Zynq - TCP: Improve speed

hannes23 wrote on Wednesday, June 20, 2018:

Hello,

herewith I’d like to share my experience with improving the TCP communication.
In my case I could get more than 20 % gain in TCP speed at 1000 Mbps.

Following things are necessay:
1st: Re-map the OCM (on-chip-memory) from bottom to top of address-space.
2nd: Force the linker to place the ucNetworkPackets - buffers into the OCM space.

The remapping is done by a macro calling some certain assembler code directly
after starting in main().

My code is :

int main( void )
{
xil_printf( “Hello from FreeRTOS main\r\n” );
configASSERT( configUSE_TASK_FPU_SUPPORT == 2 );
xil_printf( “configUSE_TASK_FPU_SUPPORT (FreeRTOS.h) is set to %d\r\n”, configUSE_TASK_FPU_SUPPORT );

	// Remap all 4 64KB blocks of OCM to top of memory and enable DDR address filtering
	MY_REMAP();

...
...

The configUSE_TASK_FPU_SUPPORT - part could of course be omitted if not used.

The code (found somewhere in the Xilinx forum) for the MY_REMAP() define is:

#define MY_REMAP() asm volatile(
“mov r5, #0x03 \n”
“mov r6, #0 \n”
“LDR r7, =0xF8000000 /* SLCR base address / \n"
"LDR r8, =0xF8F00000 /
MPCORE base address / \n"
"LDR r9, =0x0000767B /
SLCR lock key / \n"
“mov r10,#0x1F \n”
"LDR r11,=0x0000DF0D /
SLCR unlock key \n”
“dsb \n”
“isb /* make sure it completes / \n"
"pli do_remap /
preload the instruction cache / \n"
“pli do_remap+32 \n”
“pli do_remap+64 \n”
“pli do_remap+96 \n”
“pli do_remap+128 \n”
“pli do_remap+160 \n”
“pli do_remap+192 \n”
"isb /
make sure it completes / \n"
“b do_remap \n”
".align 5, 0xFF /
forces the next block to a cache line alignment / \n"
"do_remap: /
Unlock SLCR / \n"
"str r11, [r7, #0x8] /
Configuring OCM remap value / \n"
"str r10, [r7, #0x910] /
Lock SLCR / \n"
"str r9, [r7, #0x4] /
Disable SCU & address filtering / \n"
"str r6, [r8, #0x0] /
Set filter start addr to 0x00000000 / \n"
"str r6, [r8, #0x40] /
Enable SCU & address filtering */ \n”
“str r5, [r8, #0x0] \n”
“dmb \n”
);

Next step is to create a memory section “.ocm” by changing the linker-desciption file.

Following changes are to be done:
In the memory section add:
ps7_ocm : ORIGIN = 0xfffc0000, LENGTH = 0x3fe00

In the section description add:
.ocm (NOLOAD) : {
__ocm_start = .;
*(.ocm)
__ocm_end = .;
} > ps7_ocm

Final step is to inform the buffer definition, that the buffers should be placed into the ocm.

_Collected data_:
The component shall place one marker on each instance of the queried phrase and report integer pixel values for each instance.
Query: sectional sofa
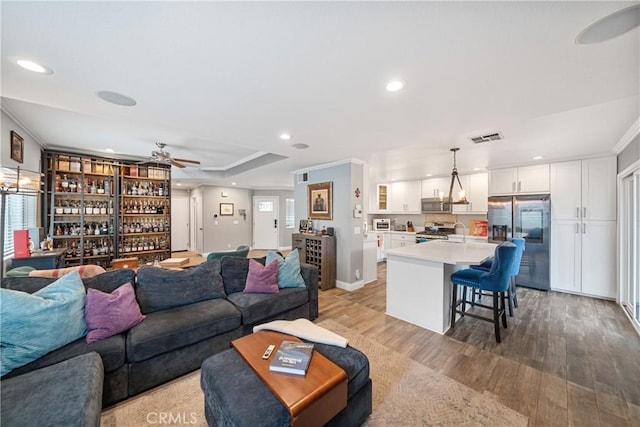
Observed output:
(189, 315)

_Problem set_:
1 > In the Zynq TCP post, name every register that receives its value through an LDR instruction in the MY_REMAP() code.
2 > Answer these from the Zynq TCP post:
(a) How large a TCP speed gain is reported, and at what link rate?
(b) What ORIGIN is given for ps7_ocm in the memory section?
(c) At what point is the remapping macro called?
3 > In the Zynq TCP post, swap "assembler code" for "assembly code" and write out everything from "In my case I" down to "main( void )".
Nothing here depends on the listing.

_Results_:
1 > r7, r8, r9, r11

2 >
(a) More than 20 %, at 1000 Mbps.
(b) 0xfffc0000
(c) Directly after starting in main().

3 >
In my case I could get more than 20 % gain in TCP speed at 1000 Mbps.

Following things are necessay:
1st: Re-map the OCM (on-chip-memory) from bottom to top of address-space.
2nd: Force the linker to place the ucNetworkPackets - buffers into the OCM space.

The remapping is done by a macro calling some certain assembly code directly
after starting in main().

My code is :

int main( void )